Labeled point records
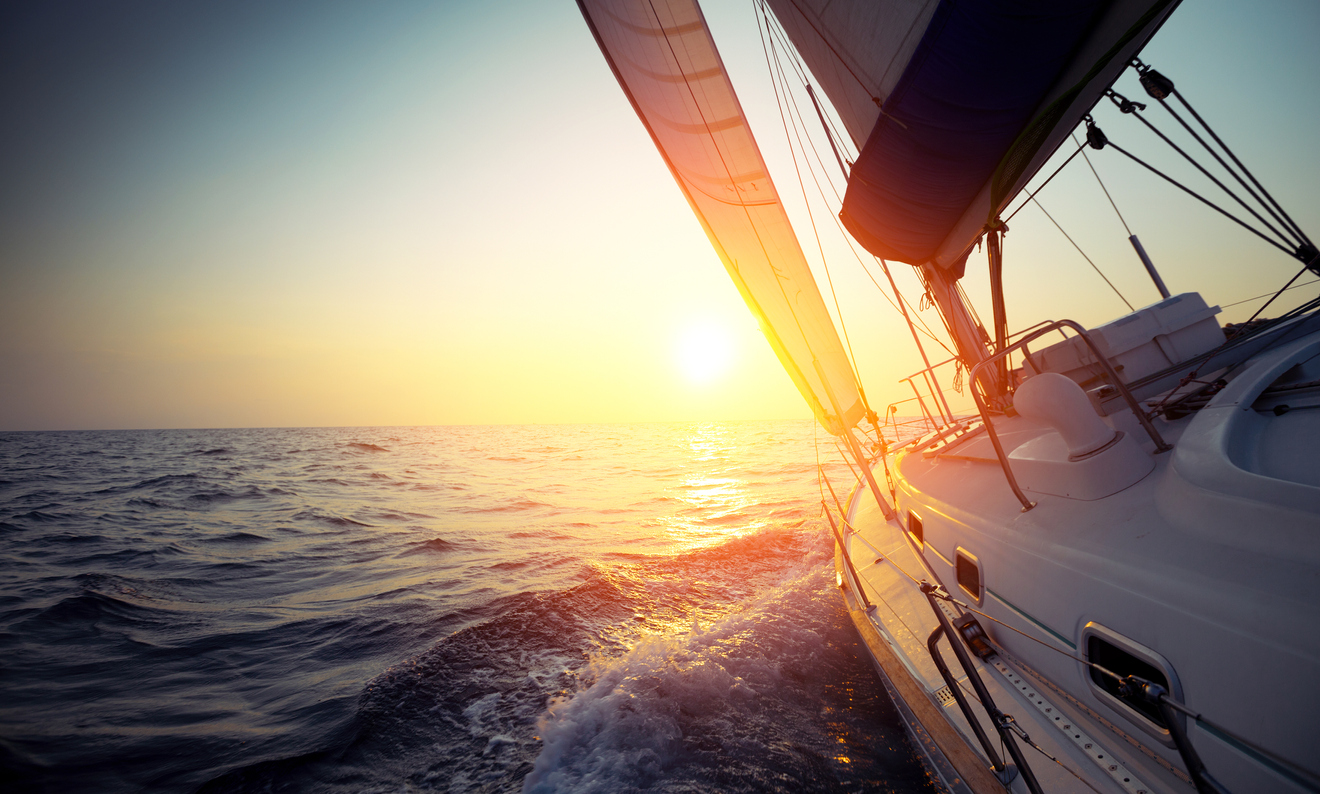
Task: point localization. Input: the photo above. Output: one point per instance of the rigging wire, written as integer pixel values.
(1160, 87)
(1131, 108)
(760, 242)
(1084, 253)
(811, 216)
(1199, 197)
(1270, 293)
(1043, 183)
(1201, 122)
(776, 32)
(1092, 166)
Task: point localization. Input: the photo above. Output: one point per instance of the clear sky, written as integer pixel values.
(306, 214)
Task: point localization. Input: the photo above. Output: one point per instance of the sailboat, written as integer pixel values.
(1105, 578)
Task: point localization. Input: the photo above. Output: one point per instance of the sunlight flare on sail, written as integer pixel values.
(704, 352)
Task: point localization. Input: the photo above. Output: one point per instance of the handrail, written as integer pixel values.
(1109, 369)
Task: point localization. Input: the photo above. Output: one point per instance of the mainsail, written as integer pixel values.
(955, 104)
(667, 63)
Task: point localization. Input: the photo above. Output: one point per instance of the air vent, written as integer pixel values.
(1117, 660)
(968, 570)
(915, 528)
(1125, 657)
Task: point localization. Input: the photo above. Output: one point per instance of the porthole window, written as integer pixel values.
(1125, 657)
(966, 569)
(915, 528)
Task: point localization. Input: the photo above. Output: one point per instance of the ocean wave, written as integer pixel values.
(432, 546)
(328, 519)
(751, 702)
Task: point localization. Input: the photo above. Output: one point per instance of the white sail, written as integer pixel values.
(667, 63)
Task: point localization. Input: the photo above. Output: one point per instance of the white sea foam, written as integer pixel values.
(627, 727)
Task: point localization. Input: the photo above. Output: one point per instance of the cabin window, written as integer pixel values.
(968, 571)
(915, 528)
(1123, 657)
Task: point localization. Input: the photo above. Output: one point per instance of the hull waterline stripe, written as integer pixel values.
(1262, 760)
(1032, 620)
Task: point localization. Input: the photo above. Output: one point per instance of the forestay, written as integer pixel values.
(667, 63)
(955, 104)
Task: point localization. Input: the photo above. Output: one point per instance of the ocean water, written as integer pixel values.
(518, 608)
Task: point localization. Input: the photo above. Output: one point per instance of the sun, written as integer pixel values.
(704, 351)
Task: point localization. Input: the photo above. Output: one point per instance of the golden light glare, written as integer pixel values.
(704, 352)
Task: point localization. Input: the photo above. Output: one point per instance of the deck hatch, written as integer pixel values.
(915, 528)
(968, 571)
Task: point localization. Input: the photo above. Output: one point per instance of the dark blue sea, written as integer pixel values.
(514, 608)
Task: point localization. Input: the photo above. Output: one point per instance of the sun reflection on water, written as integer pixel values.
(712, 507)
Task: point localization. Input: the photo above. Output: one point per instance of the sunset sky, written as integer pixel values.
(318, 214)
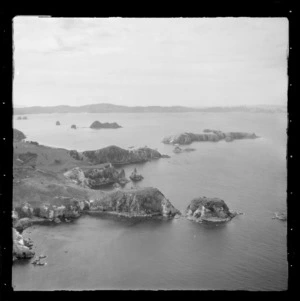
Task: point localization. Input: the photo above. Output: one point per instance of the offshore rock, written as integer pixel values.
(135, 177)
(209, 210)
(20, 250)
(18, 135)
(141, 202)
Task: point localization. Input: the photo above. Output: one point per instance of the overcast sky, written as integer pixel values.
(176, 61)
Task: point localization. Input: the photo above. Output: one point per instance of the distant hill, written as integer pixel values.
(110, 108)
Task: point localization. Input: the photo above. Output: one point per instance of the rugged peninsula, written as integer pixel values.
(106, 125)
(119, 156)
(207, 135)
(209, 210)
(54, 185)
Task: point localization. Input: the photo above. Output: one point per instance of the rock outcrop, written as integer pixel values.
(77, 176)
(118, 156)
(21, 249)
(96, 178)
(18, 135)
(135, 177)
(178, 150)
(209, 210)
(280, 215)
(207, 135)
(106, 125)
(142, 202)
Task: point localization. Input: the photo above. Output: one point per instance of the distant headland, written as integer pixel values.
(111, 108)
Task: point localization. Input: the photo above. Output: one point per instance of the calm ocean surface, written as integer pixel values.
(248, 253)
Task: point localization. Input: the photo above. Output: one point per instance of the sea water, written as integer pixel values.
(108, 252)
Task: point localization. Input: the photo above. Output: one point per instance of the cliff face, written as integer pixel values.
(135, 202)
(117, 155)
(207, 135)
(18, 135)
(209, 210)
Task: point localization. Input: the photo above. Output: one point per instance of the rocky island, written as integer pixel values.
(135, 176)
(18, 135)
(106, 125)
(207, 135)
(209, 210)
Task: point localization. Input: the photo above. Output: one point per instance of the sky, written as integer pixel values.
(150, 61)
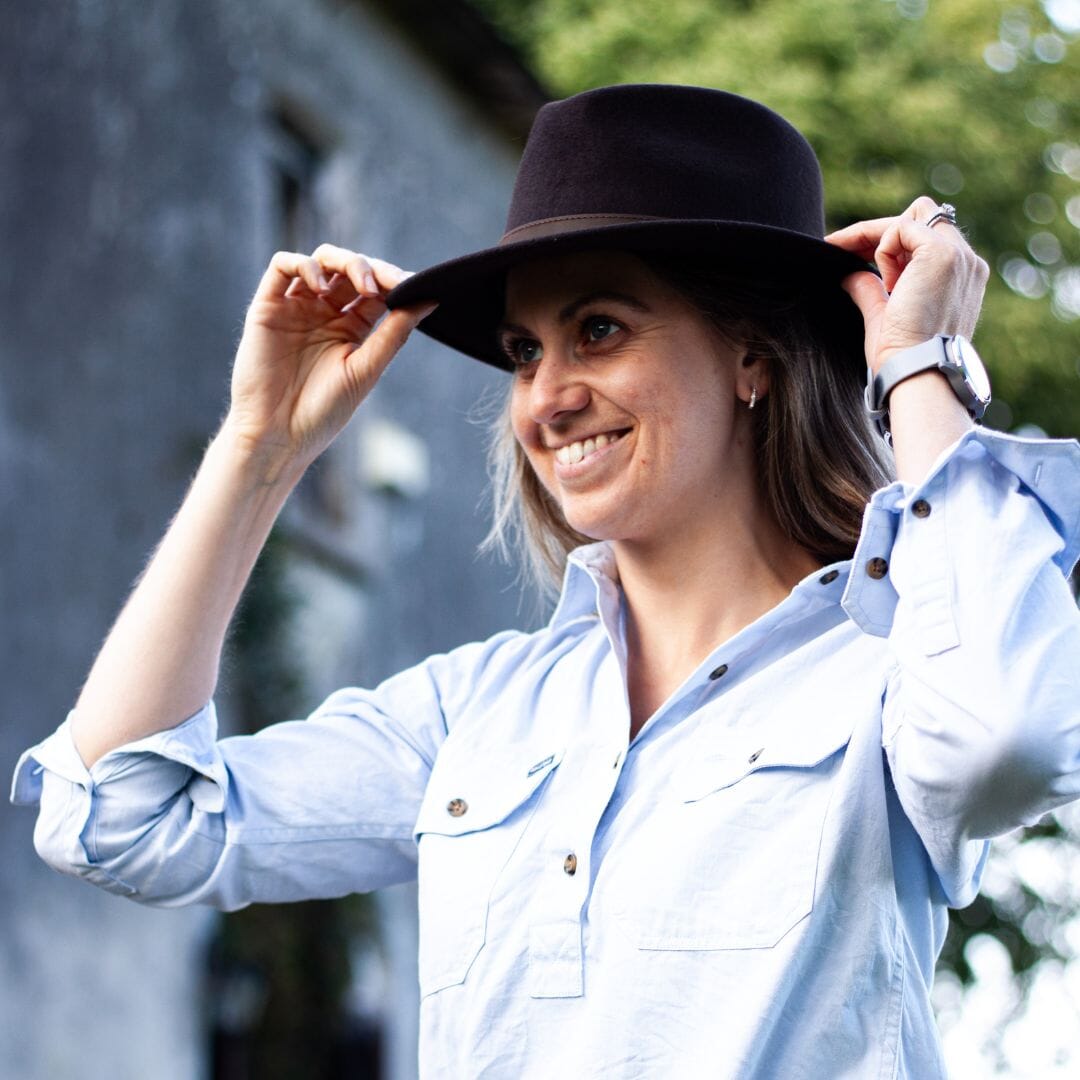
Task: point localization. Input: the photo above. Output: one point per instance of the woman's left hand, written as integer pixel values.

→ Instruction: Reproduce the entire listing above line for line, leaving out the pictures.

→ Solution to this exercise:
Task: point localization. Input: the photo above. Output: one point per instance of the rigging wire, written as integer pixel values.
(1160, 87)
(1131, 108)
(760, 242)
(1084, 253)
(811, 216)
(1199, 197)
(1270, 293)
(1043, 183)
(1201, 122)
(776, 32)
(1092, 166)
Task: point localization. Input: the photo above. Output: one point per instance of the clear sky, written as integer pixel values.
(306, 214)
Task: point localization. Input: the photo above. Output: one point per instance of the sailboat, written as integer pixel values.
(1105, 578)
Task: point localization. Input: the photo above. Output: one point per instance of the sunlight flare on sail, written as integer pixel values.
(704, 352)
Task: point localization. Input: the photo above. Output: one point per instance of the handrail, written as integer pixel values.
(1109, 369)
Task: point localization. Input: the photo above. Output: one point per instance of the mainsail, written as integer pixel values.
(955, 104)
(667, 63)
Task: point localization. Input: the photo above. Output: one point per instance of the air vent, written as integer pixel values.
(1117, 660)
(968, 570)
(915, 528)
(1125, 657)
Task: point localization. Input: the photo above. Output: one point per instance of the porthole window, written as integer pixel values.
(1125, 657)
(966, 569)
(915, 528)
Task: point localization. Input: the photo above. Output: one point per instance of the ocean wave, written as integer pixel values.
(432, 546)
(328, 519)
(751, 702)
Task: point localization. Input: the photo above. Output: one point per instance of the white sail, written as integer pixel values.
(667, 63)
Task: point localization. Input: the photo above. Output: one point per instance of the white sea foam, written as integer pixel values.
(627, 727)
Task: point localization. Input: the photo above. Output: one point per instance of the cabin window, written as integer pixel values.
(968, 571)
(915, 528)
(1123, 657)
Task: point localization. Input: the photo above. Output: one point per instance of the hull waterline stripe, written as integer pixel values.
(1262, 760)
(1032, 620)
Task: point localization. Input: the photo above. Output: one point per instance of the forestay, written as integer pixel values.
(667, 63)
(955, 104)
Task: point localization. Input: the photo above. Output: one point per instance of the ocean water, written as integer pixel values.
(518, 608)
Task: point localization. Input: the photo above. Output: one point per instance of the sun, written as integer pixel values.
(704, 351)
Task: point localization. Input: the photo above. Output: one point per instance of the golden light glare, written as integer pixel values.
(704, 352)
Task: point localization. Input: the photo above. Output: one point per instance of the deck hatch, written as integer pixel values.
(915, 528)
(968, 571)
Task: point localization. Input: the photo above. Output: one point per instance of the dark blue sea, written as integer pixel values.
(514, 608)
Task: point localization. Input: the photo above. Output: one point per instance of the sun reflection on water, written as integer pixel values.
(712, 507)
Task: point localization. Input: the photo above. Output: one point per instance of the sunset sky, written as integer pixel values.
(318, 214)
Task: point localization. Input: the photo above. Output: one point per instance of the offshore rock, written as integer pixel values.
(135, 177)
(209, 210)
(20, 250)
(18, 135)
(141, 202)
Task: point localization. Input: the photo above. Output: one point per instance of the overcast sky, written as integer pixel values.
(176, 61)
Task: point localization. Input: the photo above. Output: one point per instance of the distant hill, written as integer pixel values.
(110, 108)
Task: point localization. Input: the photo above. Output: one point per instance of the rugged peninsula, written as integer pixel values.
(106, 125)
(119, 156)
(207, 135)
(209, 210)
(54, 185)
Task: point localization. Input: the photo above. Output: one point per instance of the rock outcrop, written as integer pixel values.
(77, 176)
(118, 156)
(21, 249)
(96, 178)
(18, 135)
(135, 177)
(178, 150)
(209, 210)
(280, 215)
(207, 135)
(106, 125)
(142, 202)
Task: point localization. Input: the photo above. Output: one point per instance of the distant headland, written as integer pixel values.
(111, 108)
Task: point localization. Input: the photo above. Output: one point per instance of the calm ocean surface, written as integer pixel values.
(248, 253)
Task: point localization. Input: the photo above. Output: one point per instance of the sea water, written as integer pixel values.
(108, 252)
Task: point localization. Input: the photo above. Output: one point per instance of the cliff face, written as integer pixel values.
(135, 202)
(117, 155)
(207, 135)
(18, 135)
(209, 210)
Task: point localization. Input: the photo above. Output: one point per instance of the rocky island, written as integer pixel values.
(135, 176)
(18, 135)
(106, 125)
(207, 135)
(209, 210)
Task: point localization. Input: the photo above. Output: one point per instance of the sky, written as integer pixel values.
(150, 61)
Task: point localization. Input: the photo above. Output: one point per instance of the woman's left hand, written as integer pixel values.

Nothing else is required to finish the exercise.